(Your task)
Please print each of the following lines verbatim, from the first to the last.

(Entries supplied)
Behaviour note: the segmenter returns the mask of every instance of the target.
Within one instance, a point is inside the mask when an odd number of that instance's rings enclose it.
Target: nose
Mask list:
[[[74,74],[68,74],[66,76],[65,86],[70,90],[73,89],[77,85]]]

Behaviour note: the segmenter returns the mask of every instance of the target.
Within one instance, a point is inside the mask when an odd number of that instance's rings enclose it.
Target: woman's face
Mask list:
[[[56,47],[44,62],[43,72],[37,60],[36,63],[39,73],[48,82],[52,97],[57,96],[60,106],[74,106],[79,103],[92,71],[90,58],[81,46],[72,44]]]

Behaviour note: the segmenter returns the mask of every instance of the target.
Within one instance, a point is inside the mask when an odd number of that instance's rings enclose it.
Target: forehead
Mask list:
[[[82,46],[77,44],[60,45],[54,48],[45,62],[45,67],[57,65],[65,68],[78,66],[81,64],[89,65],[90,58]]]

(Reply)
Behaviour note: the segmenter returns the mask of every instance of the target.
Within one instance, a point is inside the mask when an odd number of that instance's rings enclose it.
Target: nose
Mask list:
[[[74,74],[68,74],[66,76],[65,86],[70,90],[73,89],[77,85]]]

Behaviour note: the segmenter returns the mask of every instance of the target.
Within one instance, a point is inside the mask when an odd number of that instance's rings enclose it.
Target: woman's face
Mask list:
[[[56,47],[44,62],[43,72],[37,60],[36,63],[39,73],[48,82],[52,97],[57,96],[60,106],[74,106],[79,103],[92,71],[90,58],[81,46],[72,44]]]

Behaviour note: the segmenter returns the mask of every instance of the target.
Within one instance, a point is inside the mask when an odd number of that instance's rings enclose it.
Target: forehead
Mask list:
[[[82,46],[77,44],[60,45],[54,48],[45,62],[45,67],[57,65],[65,68],[78,66],[81,64],[89,65],[90,58]]]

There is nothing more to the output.